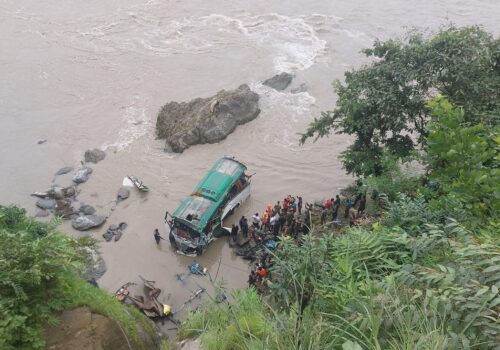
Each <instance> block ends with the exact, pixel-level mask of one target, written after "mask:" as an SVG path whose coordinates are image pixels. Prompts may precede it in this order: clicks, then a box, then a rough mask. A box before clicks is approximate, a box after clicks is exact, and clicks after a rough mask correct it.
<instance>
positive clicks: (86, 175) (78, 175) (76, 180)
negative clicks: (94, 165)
mask: <svg viewBox="0 0 500 350" xmlns="http://www.w3.org/2000/svg"><path fill="white" fill-rule="evenodd" d="M90 174H92V168H89V167H86V166H84V167H82V168H80V169H78V170H77V171H76V172H75V175H73V179H72V180H73V182H74V183H77V184H81V183H84V182H86V181H87V180H88V179H89V177H90Z"/></svg>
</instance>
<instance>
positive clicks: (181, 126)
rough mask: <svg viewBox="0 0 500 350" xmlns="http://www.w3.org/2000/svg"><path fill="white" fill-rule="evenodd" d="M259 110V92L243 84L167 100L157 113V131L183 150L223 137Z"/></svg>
mask: <svg viewBox="0 0 500 350" xmlns="http://www.w3.org/2000/svg"><path fill="white" fill-rule="evenodd" d="M259 113H260V109H259V95H258V94H256V93H255V92H253V91H251V90H250V88H249V87H248V85H246V84H243V85H241V86H239V87H238V88H237V89H236V90H231V91H225V90H221V91H219V92H218V93H217V94H216V95H215V96H212V97H209V98H196V99H194V100H191V101H189V102H181V103H178V102H170V103H167V104H166V105H165V106H163V107H162V109H161V110H160V112H159V113H158V118H157V120H156V131H157V133H158V136H159V137H160V138H165V139H166V140H167V141H166V148H167V149H170V150H172V151H174V152H182V151H184V150H185V149H186V148H188V147H189V146H191V145H196V144H201V143H215V142H218V141H221V140H223V139H224V138H226V136H227V135H229V134H230V133H232V132H233V131H234V129H236V127H237V126H238V125H240V124H244V123H247V122H249V121H251V120H253V119H255V118H256V117H257V116H258V115H259Z"/></svg>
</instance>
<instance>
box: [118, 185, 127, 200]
mask: <svg viewBox="0 0 500 350" xmlns="http://www.w3.org/2000/svg"><path fill="white" fill-rule="evenodd" d="M116 196H117V198H118V200H119V201H123V200H125V199H127V198H128V197H129V196H130V191H129V190H128V189H127V188H125V187H122V188H120V189H119V190H118V194H117V195H116Z"/></svg>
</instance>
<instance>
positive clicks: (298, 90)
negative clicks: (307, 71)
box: [290, 83, 307, 94]
mask: <svg viewBox="0 0 500 350" xmlns="http://www.w3.org/2000/svg"><path fill="white" fill-rule="evenodd" d="M306 91H307V85H306V84H305V83H302V84H300V85H299V86H297V87H296V88H293V89H291V90H290V92H291V93H292V94H298V93H300V92H306Z"/></svg>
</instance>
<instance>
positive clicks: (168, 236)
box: [168, 232, 177, 249]
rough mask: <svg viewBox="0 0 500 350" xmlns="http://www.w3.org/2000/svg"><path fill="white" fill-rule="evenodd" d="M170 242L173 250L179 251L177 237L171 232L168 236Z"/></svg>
mask: <svg viewBox="0 0 500 350" xmlns="http://www.w3.org/2000/svg"><path fill="white" fill-rule="evenodd" d="M168 240H169V241H170V245H171V246H172V248H174V249H177V243H176V242H175V237H174V235H173V234H172V232H170V234H169V235H168Z"/></svg>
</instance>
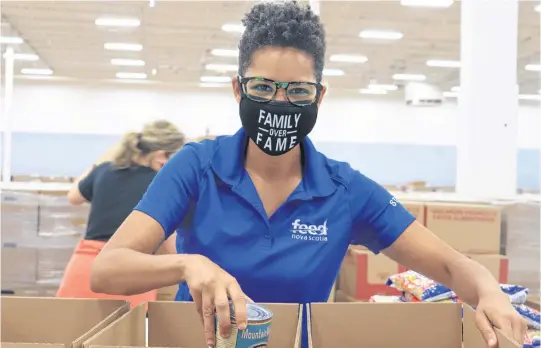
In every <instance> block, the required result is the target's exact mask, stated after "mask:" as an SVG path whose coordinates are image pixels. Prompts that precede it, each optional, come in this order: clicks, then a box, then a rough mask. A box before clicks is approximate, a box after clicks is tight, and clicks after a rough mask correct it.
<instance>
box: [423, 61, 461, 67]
mask: <svg viewBox="0 0 541 348" xmlns="http://www.w3.org/2000/svg"><path fill="white" fill-rule="evenodd" d="M426 65H428V66H432V67H438V68H460V61H458V60H438V59H430V60H427V61H426Z"/></svg>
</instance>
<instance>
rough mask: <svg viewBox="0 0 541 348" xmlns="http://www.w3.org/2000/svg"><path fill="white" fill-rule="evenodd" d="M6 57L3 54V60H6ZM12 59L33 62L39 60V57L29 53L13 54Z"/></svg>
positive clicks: (14, 59) (4, 55)
mask: <svg viewBox="0 0 541 348" xmlns="http://www.w3.org/2000/svg"><path fill="white" fill-rule="evenodd" d="M6 56H7V53H4V58H6ZM13 59H14V60H23V61H27V62H33V61H36V60H39V56H38V55H37V54H31V53H14V54H13Z"/></svg>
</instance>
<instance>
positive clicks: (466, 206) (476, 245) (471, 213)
mask: <svg viewBox="0 0 541 348" xmlns="http://www.w3.org/2000/svg"><path fill="white" fill-rule="evenodd" d="M501 223H502V219H501V208H500V207H497V206H492V205H471V204H447V203H446V204H439V203H438V204H436V203H428V204H426V227H427V228H428V229H429V230H430V231H432V232H433V233H434V234H436V235H437V236H438V237H439V238H441V239H442V240H443V241H445V242H446V243H447V244H449V245H450V246H452V247H453V248H455V249H456V250H458V251H460V252H462V253H472V254H499V253H500V246H501Z"/></svg>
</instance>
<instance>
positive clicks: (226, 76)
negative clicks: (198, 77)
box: [201, 76, 231, 82]
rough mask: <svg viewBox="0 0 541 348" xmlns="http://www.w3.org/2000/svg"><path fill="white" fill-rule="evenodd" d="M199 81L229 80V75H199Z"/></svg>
mask: <svg viewBox="0 0 541 348" xmlns="http://www.w3.org/2000/svg"><path fill="white" fill-rule="evenodd" d="M201 82H231V77H229V76H201Z"/></svg>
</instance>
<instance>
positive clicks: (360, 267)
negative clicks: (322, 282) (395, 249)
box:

┄┄┄┄┄┄┄┄┄┄

» WORK TASK
Each line in the data that holds the word "precede" must be copied.

» PROBLEM SOLUTION
Each <instance> block ends with the exact, pixel-level mask of one target, written after "mask:" as an SVG path whose coordinates are image pixels. Prompts may precede it in this order: clicks, then a box, then a rough mask. A box before clicks is approximate, a box after clicks is exact, and clicks after a rough mask correct it.
In every <instance> block, the required result is the target's exact mask, stated after "mask:" as an SVG path whose coordinates are image pixels. Prompts that precede it, each optional, come in this order: clicks, then a box, then a rough mask. A box before clicks is approximate, a box after clicks is tight, and clicks after a rough mask correct it.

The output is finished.